--- Exercise task ---
Arrange the records below as a JSON list of strings, one string per line, with any blank lines omitted.

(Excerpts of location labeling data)

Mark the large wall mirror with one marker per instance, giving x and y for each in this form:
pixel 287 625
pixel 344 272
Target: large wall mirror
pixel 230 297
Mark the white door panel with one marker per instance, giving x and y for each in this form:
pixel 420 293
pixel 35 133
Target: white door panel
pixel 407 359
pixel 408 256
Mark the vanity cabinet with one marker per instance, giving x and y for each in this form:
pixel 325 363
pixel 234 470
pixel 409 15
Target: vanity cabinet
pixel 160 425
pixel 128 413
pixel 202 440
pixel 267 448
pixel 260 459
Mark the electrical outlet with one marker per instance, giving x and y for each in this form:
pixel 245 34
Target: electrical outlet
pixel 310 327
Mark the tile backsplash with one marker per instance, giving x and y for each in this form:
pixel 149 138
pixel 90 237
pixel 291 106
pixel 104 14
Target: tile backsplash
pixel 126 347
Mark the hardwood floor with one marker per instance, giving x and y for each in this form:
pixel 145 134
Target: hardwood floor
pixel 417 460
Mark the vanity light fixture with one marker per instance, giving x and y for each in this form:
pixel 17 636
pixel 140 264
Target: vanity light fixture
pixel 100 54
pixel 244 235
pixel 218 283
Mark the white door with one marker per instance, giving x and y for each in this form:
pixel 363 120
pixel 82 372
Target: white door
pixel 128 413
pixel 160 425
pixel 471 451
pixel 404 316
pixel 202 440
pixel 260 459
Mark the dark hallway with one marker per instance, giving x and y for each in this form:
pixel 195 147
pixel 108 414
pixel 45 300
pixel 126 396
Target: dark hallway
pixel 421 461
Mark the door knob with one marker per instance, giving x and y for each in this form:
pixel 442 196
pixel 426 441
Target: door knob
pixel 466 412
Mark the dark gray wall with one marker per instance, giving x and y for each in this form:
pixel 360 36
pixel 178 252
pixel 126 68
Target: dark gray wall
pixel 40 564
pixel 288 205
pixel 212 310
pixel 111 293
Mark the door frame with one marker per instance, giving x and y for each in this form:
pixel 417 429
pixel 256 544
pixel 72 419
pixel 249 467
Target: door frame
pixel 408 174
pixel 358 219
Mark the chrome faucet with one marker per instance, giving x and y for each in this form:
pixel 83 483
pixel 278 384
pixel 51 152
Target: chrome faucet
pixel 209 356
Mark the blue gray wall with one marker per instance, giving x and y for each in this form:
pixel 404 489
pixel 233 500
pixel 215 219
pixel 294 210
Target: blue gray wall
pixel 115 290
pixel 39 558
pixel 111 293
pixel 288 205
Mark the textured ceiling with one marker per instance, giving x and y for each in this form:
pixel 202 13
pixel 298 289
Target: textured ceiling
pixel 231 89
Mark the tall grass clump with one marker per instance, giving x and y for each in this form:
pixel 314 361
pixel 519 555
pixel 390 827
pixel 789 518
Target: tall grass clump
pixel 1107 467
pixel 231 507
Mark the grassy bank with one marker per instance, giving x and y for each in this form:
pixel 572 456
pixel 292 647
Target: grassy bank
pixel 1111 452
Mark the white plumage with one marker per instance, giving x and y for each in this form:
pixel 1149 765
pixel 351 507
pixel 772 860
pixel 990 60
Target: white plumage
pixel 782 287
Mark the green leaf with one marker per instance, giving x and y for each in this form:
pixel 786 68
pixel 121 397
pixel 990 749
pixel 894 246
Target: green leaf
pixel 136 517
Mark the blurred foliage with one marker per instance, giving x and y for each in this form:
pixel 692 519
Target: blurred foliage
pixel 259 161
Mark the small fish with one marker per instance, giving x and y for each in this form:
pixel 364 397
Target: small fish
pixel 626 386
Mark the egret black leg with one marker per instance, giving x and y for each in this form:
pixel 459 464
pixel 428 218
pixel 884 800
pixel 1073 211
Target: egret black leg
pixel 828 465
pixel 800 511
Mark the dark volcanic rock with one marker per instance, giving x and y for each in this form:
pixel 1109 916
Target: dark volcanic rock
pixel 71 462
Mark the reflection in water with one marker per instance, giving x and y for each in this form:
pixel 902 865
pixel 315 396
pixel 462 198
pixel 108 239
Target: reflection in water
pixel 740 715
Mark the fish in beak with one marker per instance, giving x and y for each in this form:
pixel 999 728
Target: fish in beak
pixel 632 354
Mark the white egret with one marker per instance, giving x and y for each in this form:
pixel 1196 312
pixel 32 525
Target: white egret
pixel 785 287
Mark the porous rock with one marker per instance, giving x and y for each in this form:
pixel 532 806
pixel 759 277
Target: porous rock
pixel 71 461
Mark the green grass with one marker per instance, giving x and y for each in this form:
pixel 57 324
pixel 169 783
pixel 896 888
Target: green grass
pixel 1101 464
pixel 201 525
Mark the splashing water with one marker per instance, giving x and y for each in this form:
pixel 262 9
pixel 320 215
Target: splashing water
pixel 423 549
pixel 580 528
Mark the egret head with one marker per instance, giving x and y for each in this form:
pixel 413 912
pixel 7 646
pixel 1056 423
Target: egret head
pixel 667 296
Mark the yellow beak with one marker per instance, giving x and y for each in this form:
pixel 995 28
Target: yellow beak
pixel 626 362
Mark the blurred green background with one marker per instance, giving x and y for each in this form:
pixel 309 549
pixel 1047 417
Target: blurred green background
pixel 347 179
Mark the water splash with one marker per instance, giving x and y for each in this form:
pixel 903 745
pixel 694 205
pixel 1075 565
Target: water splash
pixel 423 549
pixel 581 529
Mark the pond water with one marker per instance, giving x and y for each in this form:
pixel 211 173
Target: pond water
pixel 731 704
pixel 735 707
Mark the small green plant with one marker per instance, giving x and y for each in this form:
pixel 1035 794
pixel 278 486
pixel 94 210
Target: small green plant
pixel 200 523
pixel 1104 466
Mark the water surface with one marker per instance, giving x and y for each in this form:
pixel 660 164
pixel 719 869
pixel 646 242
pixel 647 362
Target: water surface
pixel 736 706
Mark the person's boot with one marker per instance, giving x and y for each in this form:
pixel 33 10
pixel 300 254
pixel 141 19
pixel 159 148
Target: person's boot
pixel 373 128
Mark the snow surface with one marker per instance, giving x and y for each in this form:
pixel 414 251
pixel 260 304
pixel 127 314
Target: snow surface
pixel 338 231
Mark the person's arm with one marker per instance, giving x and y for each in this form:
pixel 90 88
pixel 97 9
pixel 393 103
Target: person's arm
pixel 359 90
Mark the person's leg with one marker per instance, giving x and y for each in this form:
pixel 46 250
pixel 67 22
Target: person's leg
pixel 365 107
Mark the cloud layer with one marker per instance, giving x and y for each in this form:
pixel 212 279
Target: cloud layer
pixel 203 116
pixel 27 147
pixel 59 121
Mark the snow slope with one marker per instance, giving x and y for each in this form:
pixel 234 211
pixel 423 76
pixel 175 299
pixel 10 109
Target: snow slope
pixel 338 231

--- Exercise answer ---
[
  "Mark the large wall mirror with one marker per instance, giving x and y for each in this form:",
  "pixel 287 625",
  "pixel 344 272",
  "Target: large wall mirror",
  "pixel 230 297",
  "Mark the white door panel with one marker per instance, giving x and y for each in this form:",
  "pixel 420 293",
  "pixel 35 133",
  "Target: white door panel",
  "pixel 407 359",
  "pixel 408 256",
  "Mark the vanity cabinet with one marker per instance, giving x and y for each in this form:",
  "pixel 325 363",
  "pixel 234 470",
  "pixel 409 15",
  "Target: vanity cabinet",
  "pixel 160 425",
  "pixel 128 413",
  "pixel 202 440",
  "pixel 267 448",
  "pixel 260 459",
  "Mark the electrical outlet with one marker per instance, giving x and y for each in this form:",
  "pixel 245 34",
  "Target: electrical outlet",
  "pixel 310 327",
  "Mark the tile backsplash with one marker per instance, giving x and y for each in this form:",
  "pixel 149 138",
  "pixel 90 237",
  "pixel 291 106",
  "pixel 104 14",
  "Target: tile backsplash",
  "pixel 126 347",
  "Mark the hardwood floor with one marker per instance, giving x and y for each in this form:",
  "pixel 145 134",
  "Target: hardwood floor",
  "pixel 417 460",
  "Mark the vanity light fixture with one marker per instance, giving x and y for each in this form:",
  "pixel 17 636",
  "pixel 140 264",
  "Target: vanity light fixture",
  "pixel 100 54",
  "pixel 244 235",
  "pixel 218 283",
  "Mark the white door with one marker per instance, giving x and y for each in this form:",
  "pixel 363 120",
  "pixel 82 372",
  "Target: white door",
  "pixel 128 413",
  "pixel 160 425",
  "pixel 471 451",
  "pixel 404 316",
  "pixel 202 440",
  "pixel 260 459",
  "Mark the dark hallway with one marker per instance, giving x and y for each in this form:",
  "pixel 195 147",
  "pixel 108 414",
  "pixel 45 300",
  "pixel 126 396",
  "Target: dark hallway",
  "pixel 421 461",
  "Mark the door knob with one marker per instance, giving x and y for each in this form:",
  "pixel 442 196",
  "pixel 426 441",
  "Target: door knob",
  "pixel 466 412",
  "Mark the dark gray wall with one marker per instance, giving x and y for each in this form:",
  "pixel 360 36",
  "pixel 178 252",
  "pixel 126 68",
  "Target: dark gray wall",
  "pixel 40 564",
  "pixel 288 205",
  "pixel 212 310",
  "pixel 111 293",
  "Mark the door frame with one marker per instance, giving x and y for each in this form:",
  "pixel 417 429",
  "pixel 256 544",
  "pixel 72 419",
  "pixel 249 467",
  "Target: door frame",
  "pixel 408 174",
  "pixel 358 219",
  "Mark the chrome faucet with one marker per instance, giving x and y for each in this form:",
  "pixel 83 483",
  "pixel 278 384",
  "pixel 51 152",
  "Target: chrome faucet",
  "pixel 209 356",
  "Mark the blue gray wall with one marker per instance, giving x and y for each in this form:",
  "pixel 404 489",
  "pixel 233 500",
  "pixel 215 219",
  "pixel 294 210",
  "Target: blue gray wall",
  "pixel 115 290",
  "pixel 39 558",
  "pixel 111 293",
  "pixel 288 205",
  "Mark the textured ceiling with one marker per instance, giving x and y for each in this form:",
  "pixel 202 13",
  "pixel 298 289",
  "Target: textured ceiling",
  "pixel 231 89",
  "Mark the tall grass clump with one marker per instance, giving x and y for each in this form:",
  "pixel 314 361",
  "pixel 519 555",
  "pixel 390 827",
  "pixel 789 518",
  "Target: tall grass clump",
  "pixel 1107 467",
  "pixel 231 507",
  "Mark the grassy bank with one marker per instance, giving x and y for each in this form:",
  "pixel 572 456",
  "pixel 292 647",
  "Target: grassy bank",
  "pixel 1111 452",
  "Mark the white plumage with one marker per instance, giving x and y for each in this form:",
  "pixel 1149 765",
  "pixel 351 507",
  "pixel 772 860",
  "pixel 990 60",
  "Target: white plumage",
  "pixel 782 287",
  "Mark the green leaf with one marker per instance, giving x and y for each in this form:",
  "pixel 786 68",
  "pixel 121 397",
  "pixel 990 749",
  "pixel 894 246",
  "Target: green leaf",
  "pixel 136 517",
  "Mark the blurred foliage with one marker per instance, giving x and y for each in this form:",
  "pixel 692 519",
  "Target: blurred foliage",
  "pixel 259 161",
  "Mark the small fish with one marker per instance, giving x and y for each in this form:",
  "pixel 364 397",
  "Target: small fish",
  "pixel 626 386",
  "Mark the egret black leg with one marker per instance, giving x and y for each in this form:",
  "pixel 459 464",
  "pixel 428 218",
  "pixel 884 800",
  "pixel 1073 211",
  "Target: egret black leg",
  "pixel 828 465",
  "pixel 800 511",
  "Mark the dark volcanic rock with one marker per instance, giving x and y for each in this form:",
  "pixel 1109 916",
  "Target: dark volcanic rock",
  "pixel 71 462",
  "Mark the reflection in water with one marker per instance, giving x and y for each in this form:",
  "pixel 902 865",
  "pixel 315 396",
  "pixel 462 198",
  "pixel 108 239",
  "Target: reflection in water",
  "pixel 740 715",
  "Mark the fish in beak with one marker per instance, giving x and y for each in this form:",
  "pixel 999 728",
  "Target: fish in beak",
  "pixel 632 354",
  "Mark the white egret with one marker per instance, giving x and y for each in this form:",
  "pixel 1196 312",
  "pixel 32 525",
  "Target: white egret",
  "pixel 785 287",
  "Mark the porous rock with one marker per instance, giving x and y for each in this form:",
  "pixel 532 806",
  "pixel 759 277",
  "Target: porous rock",
  "pixel 71 461",
  "Mark the green grass with one marker per instance, giving x and y for each in this form:",
  "pixel 57 324",
  "pixel 169 783",
  "pixel 896 888",
  "Target: green grass",
  "pixel 1101 464",
  "pixel 201 525",
  "Mark the splashing water with one marker per instance, giving x and y for each in this form:",
  "pixel 262 9",
  "pixel 320 215",
  "Target: splashing water",
  "pixel 423 549",
  "pixel 580 528",
  "Mark the egret head with one marker per instance, giving x and y for each in this form:",
  "pixel 413 912",
  "pixel 7 646",
  "pixel 1056 423",
  "Target: egret head",
  "pixel 667 296",
  "Mark the yellow beak with one marker per instance, giving x and y for each in this form:",
  "pixel 995 28",
  "Target: yellow beak",
  "pixel 626 362",
  "Mark the blurred green background with one marker per instance, giving x and y for each in this form:",
  "pixel 309 549",
  "pixel 1047 417",
  "Target: blurred green background",
  "pixel 347 179",
  "Mark the water splash with one marker per instance, giving x and y for each in this form:",
  "pixel 903 745",
  "pixel 694 205",
  "pixel 1075 565",
  "Target: water splash",
  "pixel 423 549",
  "pixel 581 529",
  "Mark the pond water with one marker per instance, giving x and y for each in this form:",
  "pixel 211 173",
  "Target: pond water",
  "pixel 731 704",
  "pixel 735 707",
  "Mark the small green plant with one marker per instance, giving x and y for each in this form:",
  "pixel 1035 794",
  "pixel 278 486",
  "pixel 94 210",
  "Target: small green plant",
  "pixel 200 523",
  "pixel 1104 466",
  "Mark the water surface with one marker per instance, giving x and y for each in this form:",
  "pixel 660 164",
  "pixel 719 869",
  "pixel 646 242",
  "pixel 647 362",
  "Target: water surface",
  "pixel 736 706",
  "Mark the person's boot with one marker per instance, giving x and y for each in this form:",
  "pixel 33 10",
  "pixel 300 254",
  "pixel 141 19",
  "pixel 159 148",
  "Target: person's boot",
  "pixel 373 128",
  "Mark the snow surface with one marker per instance, giving x and y for each in this form:",
  "pixel 414 251",
  "pixel 260 304",
  "pixel 127 314",
  "Target: snow surface",
  "pixel 338 231",
  "Mark the person's arm with one marker per instance, giving x and y for each in this form:",
  "pixel 90 88",
  "pixel 97 9",
  "pixel 393 103",
  "Target: person's arm",
  "pixel 359 90",
  "Mark the person's leg with one marker per instance, giving x and y for each in this form:",
  "pixel 46 250",
  "pixel 67 22",
  "Target: person's leg",
  "pixel 365 107",
  "Mark the cloud layer with one marker per instance, giving x and y for each in this form:",
  "pixel 212 279",
  "Target: cloud layer",
  "pixel 203 116",
  "pixel 27 147",
  "pixel 59 121",
  "Mark the snow slope with one marker per instance, giving x and y for each in this form:",
  "pixel 234 211",
  "pixel 423 76",
  "pixel 175 299",
  "pixel 10 109",
  "Target: snow slope",
  "pixel 338 231"
]